Objective — Replace each occurrence of "Point out" with "Mark" throughout the items below, leaving every other word and line as it is.

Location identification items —
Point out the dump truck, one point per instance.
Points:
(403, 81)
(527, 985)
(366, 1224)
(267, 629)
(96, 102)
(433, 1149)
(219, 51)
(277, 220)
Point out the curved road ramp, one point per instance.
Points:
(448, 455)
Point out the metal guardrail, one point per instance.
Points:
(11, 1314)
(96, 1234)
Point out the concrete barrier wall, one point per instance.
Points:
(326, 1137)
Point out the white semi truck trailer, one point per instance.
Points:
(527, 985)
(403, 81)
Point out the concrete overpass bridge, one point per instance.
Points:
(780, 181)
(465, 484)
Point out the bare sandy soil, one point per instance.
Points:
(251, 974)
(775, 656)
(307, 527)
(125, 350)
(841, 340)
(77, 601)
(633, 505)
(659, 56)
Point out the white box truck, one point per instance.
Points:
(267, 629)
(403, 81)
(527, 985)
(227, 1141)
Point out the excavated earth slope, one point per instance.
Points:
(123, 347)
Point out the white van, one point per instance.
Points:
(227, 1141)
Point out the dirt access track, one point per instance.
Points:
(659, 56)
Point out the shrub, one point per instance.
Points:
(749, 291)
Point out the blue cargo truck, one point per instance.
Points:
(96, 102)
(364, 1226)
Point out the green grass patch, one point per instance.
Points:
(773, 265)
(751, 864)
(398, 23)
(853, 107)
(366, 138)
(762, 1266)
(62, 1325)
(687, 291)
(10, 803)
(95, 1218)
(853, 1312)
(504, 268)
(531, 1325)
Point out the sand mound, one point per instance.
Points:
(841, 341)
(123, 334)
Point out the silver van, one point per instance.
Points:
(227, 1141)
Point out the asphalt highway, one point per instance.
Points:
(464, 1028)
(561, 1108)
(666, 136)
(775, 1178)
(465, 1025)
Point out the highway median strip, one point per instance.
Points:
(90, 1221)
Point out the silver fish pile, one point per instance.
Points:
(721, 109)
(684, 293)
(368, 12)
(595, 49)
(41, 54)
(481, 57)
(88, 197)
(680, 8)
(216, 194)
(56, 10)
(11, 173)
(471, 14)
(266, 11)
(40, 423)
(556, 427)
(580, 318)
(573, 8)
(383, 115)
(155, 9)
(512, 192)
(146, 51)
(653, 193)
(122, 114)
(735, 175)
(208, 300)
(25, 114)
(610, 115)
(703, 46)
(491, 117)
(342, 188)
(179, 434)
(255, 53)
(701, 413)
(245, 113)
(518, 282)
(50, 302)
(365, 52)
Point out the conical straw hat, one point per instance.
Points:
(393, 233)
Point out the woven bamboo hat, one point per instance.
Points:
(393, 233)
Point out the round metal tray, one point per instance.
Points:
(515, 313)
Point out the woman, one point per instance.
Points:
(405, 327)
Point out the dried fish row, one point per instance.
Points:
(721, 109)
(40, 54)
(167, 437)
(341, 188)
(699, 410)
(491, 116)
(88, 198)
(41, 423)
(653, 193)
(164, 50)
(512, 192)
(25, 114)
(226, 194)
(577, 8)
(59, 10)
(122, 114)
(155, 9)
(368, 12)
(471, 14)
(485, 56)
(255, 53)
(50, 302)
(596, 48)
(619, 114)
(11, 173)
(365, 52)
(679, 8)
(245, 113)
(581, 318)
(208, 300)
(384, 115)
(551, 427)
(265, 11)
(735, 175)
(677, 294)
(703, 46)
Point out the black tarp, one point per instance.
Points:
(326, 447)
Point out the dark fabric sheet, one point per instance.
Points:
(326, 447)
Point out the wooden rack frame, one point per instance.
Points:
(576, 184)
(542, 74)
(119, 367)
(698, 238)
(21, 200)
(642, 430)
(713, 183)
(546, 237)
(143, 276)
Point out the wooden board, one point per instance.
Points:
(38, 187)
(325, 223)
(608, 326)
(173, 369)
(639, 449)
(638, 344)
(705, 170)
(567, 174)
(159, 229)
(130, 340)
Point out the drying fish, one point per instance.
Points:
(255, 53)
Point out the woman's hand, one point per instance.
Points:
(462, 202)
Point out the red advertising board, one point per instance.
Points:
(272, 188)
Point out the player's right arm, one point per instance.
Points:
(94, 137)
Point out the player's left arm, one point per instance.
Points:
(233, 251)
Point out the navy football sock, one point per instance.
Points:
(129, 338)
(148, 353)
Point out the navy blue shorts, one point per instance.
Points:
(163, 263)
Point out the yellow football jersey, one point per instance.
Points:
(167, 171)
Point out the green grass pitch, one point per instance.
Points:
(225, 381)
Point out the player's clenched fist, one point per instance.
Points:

Finished task —
Mark the dump truck, one point per instance.
Points:
(403, 81)
(527, 985)
(366, 1224)
(267, 629)
(96, 102)
(433, 1149)
(219, 51)
(277, 220)
Mark the curved road ramp, one point per instance.
Points:
(448, 455)
Mark the metal guardrail, one point per instance.
Points:
(11, 1314)
(96, 1234)
Mark the concrete barrier wall, one point per instance.
Points:
(326, 1137)
Mark the white semi truck trailer, one point per instance.
Points:
(527, 985)
(403, 81)
Mark the concrete overpass bridge, one point per instance.
Points:
(780, 181)
(465, 484)
Mark the bare sandy soil, one point per instance.
Points:
(251, 974)
(775, 656)
(307, 527)
(125, 350)
(841, 340)
(77, 601)
(633, 505)
(659, 56)
Mark the white box truck, one point per instance.
Points:
(267, 629)
(403, 81)
(527, 985)
(227, 1141)
Mark the excavated earth slope, one point per instance.
Points:
(123, 347)
Mark the white van, one point per instance.
Points:
(227, 1141)
Mark the dirt access track, one point per instance.
Points:
(659, 56)
Mark the shrub, one point per instance.
Points:
(749, 291)
Mark the blue cargo truck, one point per instance.
Points:
(96, 102)
(364, 1226)
Mark the green grass patch, one point per instance.
Points:
(773, 265)
(751, 864)
(398, 23)
(853, 107)
(366, 138)
(762, 1266)
(62, 1325)
(687, 291)
(10, 803)
(95, 1218)
(853, 1312)
(504, 268)
(531, 1325)
Mark the sand mound, one point per instance.
Points:
(841, 341)
(123, 334)
Mark the silver van, one point per instance.
Points:
(227, 1141)
Mark the asphalt highway, one point per instance.
Points:
(464, 1028)
(561, 1108)
(666, 136)
(775, 1178)
(465, 1025)
Mark the highway median strip, one point per instance.
Points:
(90, 1221)
Mark the silver fish pile, one point per instance.
Points:
(721, 109)
(684, 293)
(368, 12)
(595, 49)
(41, 54)
(481, 57)
(88, 197)
(680, 8)
(216, 194)
(56, 10)
(11, 173)
(471, 14)
(266, 11)
(40, 423)
(556, 427)
(580, 318)
(573, 8)
(383, 115)
(155, 9)
(512, 192)
(146, 51)
(653, 193)
(122, 114)
(735, 175)
(208, 300)
(25, 114)
(610, 115)
(703, 46)
(491, 117)
(342, 188)
(179, 434)
(255, 53)
(701, 413)
(245, 113)
(518, 282)
(50, 302)
(365, 52)
Mark the conical straw hat, one point per instance.
Points:
(393, 233)
Mark the woven bamboo hat, one point per instance.
Points:
(393, 233)
Mark the round metal tray, one point per instance.
Points:
(515, 313)
Mark the woman, one point per instance.
Points:
(405, 327)
Mark the dried fish row, one point per instance.
Points:
(721, 109)
(40, 54)
(167, 437)
(341, 188)
(699, 410)
(491, 116)
(88, 198)
(41, 423)
(653, 193)
(164, 50)
(512, 192)
(25, 114)
(226, 194)
(577, 8)
(59, 10)
(122, 114)
(155, 9)
(368, 12)
(471, 14)
(485, 56)
(255, 53)
(50, 302)
(596, 48)
(619, 114)
(11, 173)
(365, 52)
(679, 8)
(245, 113)
(581, 318)
(208, 300)
(384, 115)
(551, 427)
(265, 11)
(735, 175)
(677, 294)
(703, 46)
Mark the black tarp, one point per instance.
Points:
(326, 447)
Mark the dark fabric sheet, one point per instance.
Points:
(326, 447)
Mark the wooden rack frame, one point per instance.
Points:
(576, 184)
(542, 74)
(119, 367)
(698, 238)
(21, 200)
(642, 430)
(713, 183)
(546, 237)
(143, 276)
Mark the wooden board, one point per instance.
Points:
(38, 187)
(325, 223)
(608, 326)
(173, 369)
(639, 449)
(638, 344)
(705, 170)
(567, 174)
(159, 229)
(130, 340)
Mark the drying fish, one point per instance.
Points:
(255, 53)
Mark the woman's hand, one point per instance.
Points:
(462, 202)
Mark the red advertising board, one point per instance.
Points:
(272, 188)
Mark the player's right arm, one point per instance.
Points:
(94, 137)
Mark the player's left arm, one point per instance.
Points:
(233, 251)
Mark the navy football sock, one point per instance.
Points:
(129, 338)
(148, 353)
Mark the navy blue shorts, one point per instance.
Points:
(163, 263)
Mark the yellow football jersey, one point per instance.
Points:
(167, 171)
Mark the green grass pitch, one point per instance.
Points:
(225, 381)
Mark the player's clenched fist, one point per instance.
Points:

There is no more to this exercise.